## EXERCISE INSTRUCTIONS
a – In the G1 heap growth thread, what does Tom say he wants to notice instead of waiting for the average over the last 10 pauses to go over the threshold?
b – Continue the G1 heap growth thread from its last sentence.

## DOCUMENT TEXT
RFR (M): 8060697: Improve G1 Heap Growth Heuristics

Wed Dec 2 19:21:09 UTC 2015

Hi Jon,

On 12/1/2015 6:44 PM, Jon Masamitsu wrote:
>
>
> On 12/1/2015 1:37 PM, Tom Benson wrote:
>> Hi Jon,
>> Thanks very much for the review.
>>
>> On 11/30/2015 3:10 PM, Jon Masamitsu wrote:
>>> Tom,
>>>
>>> http://cr.openjdk.java.net/~tbenson/8060697/webrev/src/share/vm/gc/g1/g1CollectorPolicy.cpp.frames.html
>>>
>>> 1053 // Compute the ratio of just this last pause time to the entire 
>>> time range stored
>>> 1054 // in the vectors.
>>> 1055 _last_pause_time_ratio =
>>> 1056 (pause_time_ms * _recent_prev_end_times_for_all_gcs_sec->num()) 
>>> / interval_ms;
>>>
>>> _last_pause_time_ratio is the ratio of the last pause over the
>>> average interval in the truncated sequence?  By the latter
>>> I mean
>>>
>>> (interval_ms / _recent_prev_end_times_for_all_gcs_sec->num())
>>>
>>> If the truncated sequence has N sample and "interval_ms" is
>>> measured from the oldest sample, I'm calling interval_ms / N
>>> the average interval.
>>>
>>> Is my description correct?  Why do you prefer that to the most recent
>>> pause time ratio?
>>
>> Yes, your description is right.  Basically I want to notice the 
>> *first* pause that goes over the threshold, rather than waiting for 
>> the average over the last 10 pauses to go over.   The reason is that 
>> this will start the code looking for ratios that exceed the threshold 
>> (beginning a "sampling window" so to speak), and I want to do that as 
>> soon as possible.

## DATA LINES
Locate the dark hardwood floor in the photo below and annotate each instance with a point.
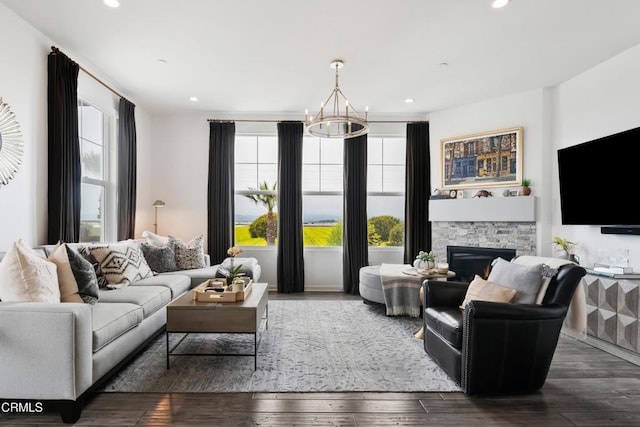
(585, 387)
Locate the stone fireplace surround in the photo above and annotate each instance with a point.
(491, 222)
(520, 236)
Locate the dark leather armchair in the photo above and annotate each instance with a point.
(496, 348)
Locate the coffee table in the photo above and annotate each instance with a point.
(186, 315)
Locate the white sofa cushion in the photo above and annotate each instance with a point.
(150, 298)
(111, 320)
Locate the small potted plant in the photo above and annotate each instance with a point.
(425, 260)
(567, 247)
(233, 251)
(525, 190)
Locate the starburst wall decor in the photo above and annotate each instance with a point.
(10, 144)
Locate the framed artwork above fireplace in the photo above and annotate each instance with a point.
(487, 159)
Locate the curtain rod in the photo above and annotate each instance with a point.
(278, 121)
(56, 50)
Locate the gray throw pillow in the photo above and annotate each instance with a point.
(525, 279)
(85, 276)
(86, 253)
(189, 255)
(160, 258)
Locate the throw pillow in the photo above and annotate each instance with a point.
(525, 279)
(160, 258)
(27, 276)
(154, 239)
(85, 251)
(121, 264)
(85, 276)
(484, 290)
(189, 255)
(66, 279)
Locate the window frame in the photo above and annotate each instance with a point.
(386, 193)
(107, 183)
---
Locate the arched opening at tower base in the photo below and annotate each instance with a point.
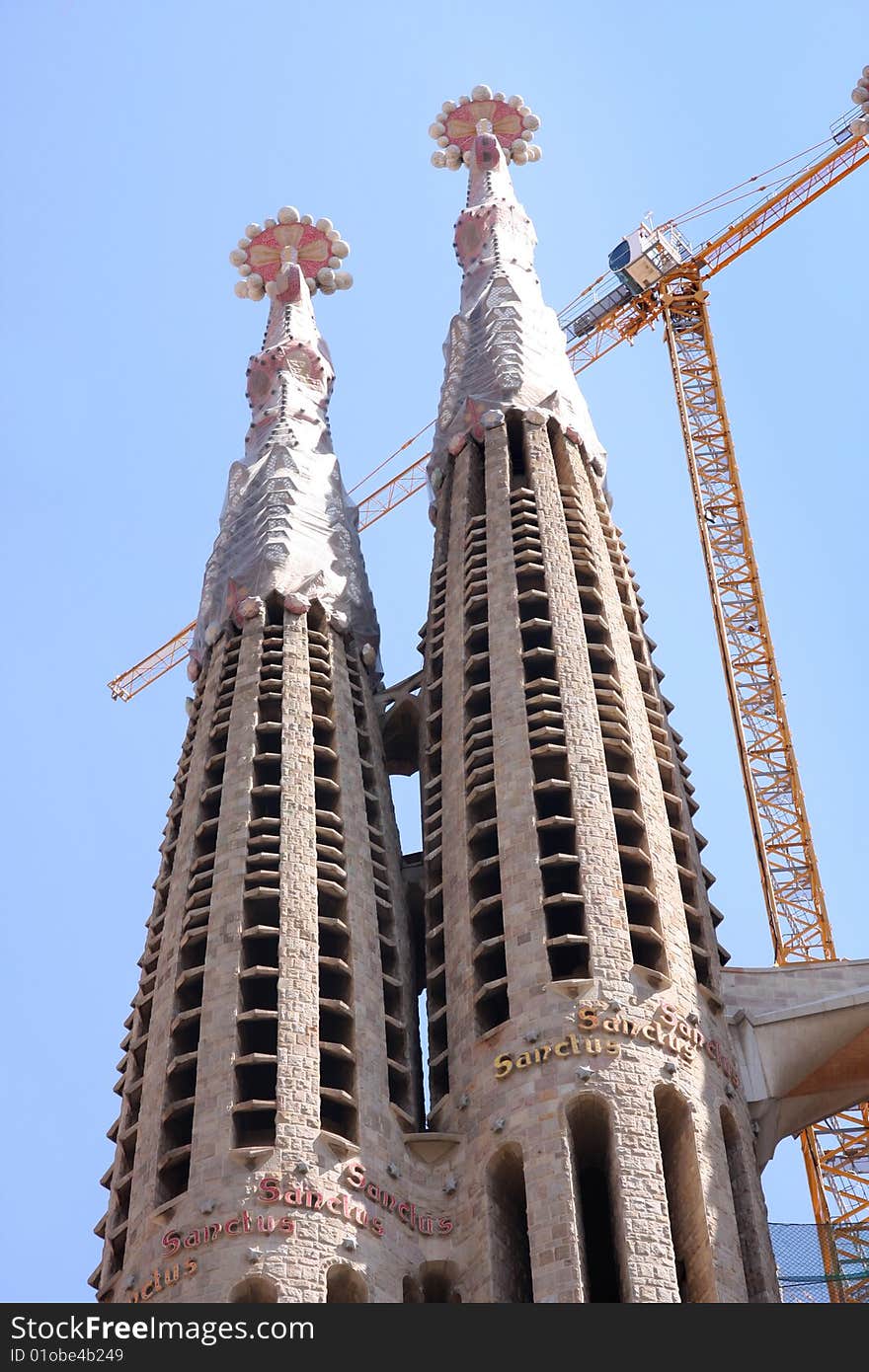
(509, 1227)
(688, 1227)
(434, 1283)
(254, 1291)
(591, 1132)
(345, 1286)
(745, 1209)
==
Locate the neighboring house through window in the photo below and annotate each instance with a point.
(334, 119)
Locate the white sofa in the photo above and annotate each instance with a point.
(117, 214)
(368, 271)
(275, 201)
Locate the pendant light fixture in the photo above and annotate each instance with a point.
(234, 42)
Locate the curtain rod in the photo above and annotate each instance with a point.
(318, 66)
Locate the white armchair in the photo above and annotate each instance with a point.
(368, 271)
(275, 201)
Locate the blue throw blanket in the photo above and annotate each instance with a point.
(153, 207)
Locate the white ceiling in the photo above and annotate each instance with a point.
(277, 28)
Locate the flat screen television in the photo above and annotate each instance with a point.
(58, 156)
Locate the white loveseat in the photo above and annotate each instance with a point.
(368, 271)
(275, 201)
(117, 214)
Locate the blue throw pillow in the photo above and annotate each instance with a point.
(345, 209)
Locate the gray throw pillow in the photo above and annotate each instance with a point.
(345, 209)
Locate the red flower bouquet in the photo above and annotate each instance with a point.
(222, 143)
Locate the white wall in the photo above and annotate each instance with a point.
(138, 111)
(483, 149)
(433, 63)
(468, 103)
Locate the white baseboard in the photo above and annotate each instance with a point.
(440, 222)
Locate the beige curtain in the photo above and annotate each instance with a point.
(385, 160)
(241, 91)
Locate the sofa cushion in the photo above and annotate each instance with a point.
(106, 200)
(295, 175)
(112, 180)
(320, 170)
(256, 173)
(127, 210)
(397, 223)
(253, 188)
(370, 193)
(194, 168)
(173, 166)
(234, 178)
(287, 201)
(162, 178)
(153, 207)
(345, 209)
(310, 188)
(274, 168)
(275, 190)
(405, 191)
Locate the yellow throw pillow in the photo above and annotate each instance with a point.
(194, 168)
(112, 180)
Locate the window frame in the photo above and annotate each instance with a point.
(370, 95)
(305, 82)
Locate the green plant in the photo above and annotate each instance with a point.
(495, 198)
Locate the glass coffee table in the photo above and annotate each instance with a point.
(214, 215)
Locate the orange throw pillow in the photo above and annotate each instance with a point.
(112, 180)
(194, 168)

## RESPONSES TO THE TASKS
a – He wants to notice the first pause that goes over the threshold.

b –
>
> OK.  That sounds like a good policy.
>
>>
>> If by this: "Why do you prefer that to the most recent pause time 
>> ratio?" you mean "Why not just compare the last pause to the last 
>> single interval?", the reason is that comparing it to the entire 
>> range 'smooths over' some transiently-more-frequent GCs that don't 
>> really reflect a change in heap occupancy.  I see this happening in 
>> specjbb sometimes.  By only comparing against the last interval, 
>> needless growth happens more often, resulting in higher run-to-run 
>> variability.   Another approach would be to raise the minimum number 
>> of threshold crossing pauses that are needed before triggering growth 
>> - but I don't want to delay that for cases where the need is real.  
>> Thomas commented to me that that transient behavior is likely to be 
>> due to something we ultimately want to fix, anyway.   But the current 
>> approach of comparing against the whole recorded range seems to help 
>> alleviate the side effect of needless growth.
>
> More sound reasoning.
>
>>
>>
>>>
>>> Should the 1*M below be 1 region size?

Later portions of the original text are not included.